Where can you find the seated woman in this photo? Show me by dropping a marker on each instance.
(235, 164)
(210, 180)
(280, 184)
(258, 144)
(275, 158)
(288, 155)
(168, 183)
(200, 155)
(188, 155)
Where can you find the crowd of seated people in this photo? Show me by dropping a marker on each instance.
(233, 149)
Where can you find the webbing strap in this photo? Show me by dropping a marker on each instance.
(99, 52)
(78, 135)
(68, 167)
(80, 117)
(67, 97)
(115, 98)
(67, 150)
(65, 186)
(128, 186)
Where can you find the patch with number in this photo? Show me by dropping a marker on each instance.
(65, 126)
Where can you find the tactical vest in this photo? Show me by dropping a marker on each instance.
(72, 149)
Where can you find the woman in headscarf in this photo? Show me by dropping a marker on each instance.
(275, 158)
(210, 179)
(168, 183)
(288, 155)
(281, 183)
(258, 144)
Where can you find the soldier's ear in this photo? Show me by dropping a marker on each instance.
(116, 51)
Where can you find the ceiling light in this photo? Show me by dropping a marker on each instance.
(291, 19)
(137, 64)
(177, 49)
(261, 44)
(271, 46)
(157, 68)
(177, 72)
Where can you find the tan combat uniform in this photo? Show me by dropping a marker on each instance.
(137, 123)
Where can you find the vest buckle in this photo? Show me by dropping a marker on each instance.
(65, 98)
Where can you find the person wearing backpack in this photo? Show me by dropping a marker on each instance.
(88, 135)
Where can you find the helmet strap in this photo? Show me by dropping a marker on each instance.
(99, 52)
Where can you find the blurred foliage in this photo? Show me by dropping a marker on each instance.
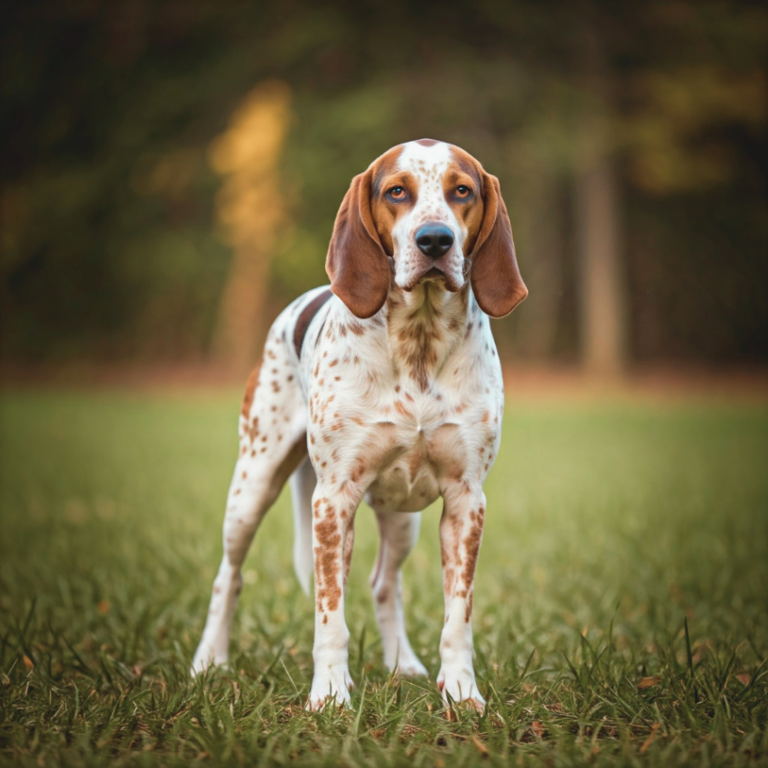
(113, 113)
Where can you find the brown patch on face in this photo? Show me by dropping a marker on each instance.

++++

▸ **What this task involves**
Could you print the listing above exactly, without the pictures?

▸ **Result for this task**
Where can you find the seated woman in this photo? Show me by dropping a marker on each instance.
(235, 164)
(210, 180)
(280, 184)
(258, 144)
(275, 158)
(288, 155)
(168, 183)
(200, 155)
(188, 155)
Where can you find the crowd of seated people in this photo? Show me by dropping a marker on each instance.
(233, 149)
Where can you find the webbing strap in this photo? Show me by dropping a marker on each instance.
(99, 52)
(78, 135)
(68, 167)
(80, 117)
(67, 97)
(115, 98)
(67, 150)
(65, 186)
(128, 186)
Where can you find the patch with number in this photo? Show me by dropping a marker on each instance.
(65, 126)
Where can you find the tactical vest in this photo? Show me by dropping a marker on each instance.
(72, 149)
Where can you find the woman in headscarf in this photo? Show me by dropping a marker on each instance.
(275, 158)
(210, 179)
(168, 183)
(288, 155)
(281, 183)
(258, 144)
Where can you find the soldier's ear in this photo? Show me by dropping a marker on each instance.
(116, 51)
Where can you find the ceiling light in this photo? Show me by dropping a marker on each instance.
(291, 19)
(137, 64)
(177, 49)
(261, 44)
(271, 46)
(157, 68)
(177, 72)
Where can you find the tan combat uniform in this photo? Show me by dropping a marker on each instance.
(137, 123)
Where can you find the vest buckle in this photo? Show me by dropping a marker on each instance.
(65, 98)
Where can you find the person wearing backpack in this photo? Show me by dropping a marker on each instance.
(88, 135)
Where can you find the helmet strap in this photo? Show me by dropping a marker on each instance.
(99, 52)
Where can you find the blurred foliage in this photo? Show me by dropping a marker on each instance.
(113, 113)
Where can you find the brown patch on face in this photo? Show me by dropping a marker on each instance.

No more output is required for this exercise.